[Items from a data source]
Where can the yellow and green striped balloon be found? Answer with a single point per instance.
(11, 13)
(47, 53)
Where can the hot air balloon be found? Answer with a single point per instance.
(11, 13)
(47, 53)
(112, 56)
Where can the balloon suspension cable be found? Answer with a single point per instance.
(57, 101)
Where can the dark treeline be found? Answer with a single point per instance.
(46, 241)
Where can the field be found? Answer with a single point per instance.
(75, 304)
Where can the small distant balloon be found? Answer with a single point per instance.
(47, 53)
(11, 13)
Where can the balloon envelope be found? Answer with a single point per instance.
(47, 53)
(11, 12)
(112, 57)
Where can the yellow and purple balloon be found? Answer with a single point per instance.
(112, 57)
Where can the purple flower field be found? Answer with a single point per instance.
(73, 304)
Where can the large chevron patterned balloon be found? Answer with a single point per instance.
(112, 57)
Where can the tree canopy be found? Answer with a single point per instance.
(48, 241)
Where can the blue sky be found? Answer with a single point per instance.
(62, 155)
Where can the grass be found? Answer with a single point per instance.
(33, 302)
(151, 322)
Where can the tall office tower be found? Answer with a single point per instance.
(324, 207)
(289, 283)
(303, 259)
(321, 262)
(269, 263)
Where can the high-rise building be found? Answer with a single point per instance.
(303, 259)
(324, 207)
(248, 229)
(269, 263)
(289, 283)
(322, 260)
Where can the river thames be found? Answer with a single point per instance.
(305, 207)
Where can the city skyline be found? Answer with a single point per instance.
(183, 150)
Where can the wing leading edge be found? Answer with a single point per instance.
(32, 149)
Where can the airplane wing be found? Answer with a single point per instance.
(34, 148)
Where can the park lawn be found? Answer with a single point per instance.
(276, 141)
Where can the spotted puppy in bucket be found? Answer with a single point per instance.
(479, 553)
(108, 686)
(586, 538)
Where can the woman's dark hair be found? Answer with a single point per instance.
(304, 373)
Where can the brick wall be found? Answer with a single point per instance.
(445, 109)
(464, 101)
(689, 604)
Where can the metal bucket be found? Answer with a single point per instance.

WHAT NEEDS TO BE DONE.
Your task is to output all of the data above word for word.

ANSWER TO THE PROBLEM.
Where can the yellow and green striped balloon be found? Answer with a single point per instance.
(11, 13)
(47, 53)
Where can the hot air balloon be found? Answer with a single point per instance.
(11, 13)
(47, 53)
(112, 56)
Where can the balloon suspension cable be found? Answer with a single point per instance.
(57, 101)
Where can the dark treeline be found? Answer with a single point per instance.
(46, 241)
Where can the field be found? Answer with a single point per instance.
(75, 304)
Where can the small distant balloon be found? Answer with a single point per instance.
(47, 53)
(11, 13)
Where can the balloon envelope be found? Answer with a single point per instance.
(47, 53)
(11, 12)
(112, 57)
Where can the yellow and purple balloon be found? Answer with a single point per instance.
(112, 57)
Where can the purple flower field be found? Answer with a single point per instance.
(73, 304)
Where can the large chevron patterned balloon be found? Answer with a single point per instance.
(112, 57)
Where can the tree canopy be found? Answer with a single point per instance.
(48, 241)
Where can the blue sky be found? Answer with a single point per instance.
(62, 155)
Where can the grass be found? Answer with a single point per instance.
(33, 302)
(151, 322)
Where can the tall office tower be found? Answer with a single point per instance.
(324, 207)
(289, 283)
(303, 259)
(321, 262)
(269, 263)
Where can the high-rise building be found? Answer with a single point per instance.
(303, 259)
(324, 207)
(248, 229)
(269, 263)
(289, 283)
(322, 260)
Where can the river thames be found? Answer with a single point per instance.
(305, 207)
Where can the city skyline be found? Answer with a single point per instance.
(183, 150)
Where can the wing leading edge be found? Answer with a single point per instance.
(32, 149)
Where can the airplane wing be found? Answer with a single point per instance.
(34, 148)
Where can the park lawn be found? Answer with a single point per instance.
(276, 141)
Where can the spotted puppy in bucket be found? Answer with a single point per instance.
(479, 553)
(108, 686)
(586, 538)
Where can the woman's dark hair be found? Answer with a single point per instance.
(304, 373)
Where can the brick wall be found? Answer with a single point per instance.
(445, 109)
(464, 101)
(689, 604)
Where can the metal bucket be found? Answer with a single point per instance.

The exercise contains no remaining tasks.